▶ Task requirements
Every line below between the one holding "Query: lawn" and the one holding "Where can the awning", inclusive, should be copied exactly, and no other line.

▶ Source material
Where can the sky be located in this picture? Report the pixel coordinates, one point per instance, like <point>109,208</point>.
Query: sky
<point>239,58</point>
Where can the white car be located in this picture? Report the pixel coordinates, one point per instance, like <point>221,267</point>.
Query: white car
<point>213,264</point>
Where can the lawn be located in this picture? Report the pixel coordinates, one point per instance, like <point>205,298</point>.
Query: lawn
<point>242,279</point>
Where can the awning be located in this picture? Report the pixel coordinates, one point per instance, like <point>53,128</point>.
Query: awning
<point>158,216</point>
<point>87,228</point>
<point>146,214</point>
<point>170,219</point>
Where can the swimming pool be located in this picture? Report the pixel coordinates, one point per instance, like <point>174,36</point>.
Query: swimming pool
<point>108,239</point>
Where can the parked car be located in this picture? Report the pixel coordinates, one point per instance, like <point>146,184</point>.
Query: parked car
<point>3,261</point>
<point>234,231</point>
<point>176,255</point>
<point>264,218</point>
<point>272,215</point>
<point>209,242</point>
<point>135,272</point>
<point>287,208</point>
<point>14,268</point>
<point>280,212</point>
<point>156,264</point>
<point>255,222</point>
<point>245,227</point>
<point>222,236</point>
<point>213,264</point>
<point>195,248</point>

▶ Result of the exercise
Query: lawn
<point>242,279</point>
Where can the awning be located in this picture? Report the pixel coordinates, one point per instance, like <point>53,128</point>.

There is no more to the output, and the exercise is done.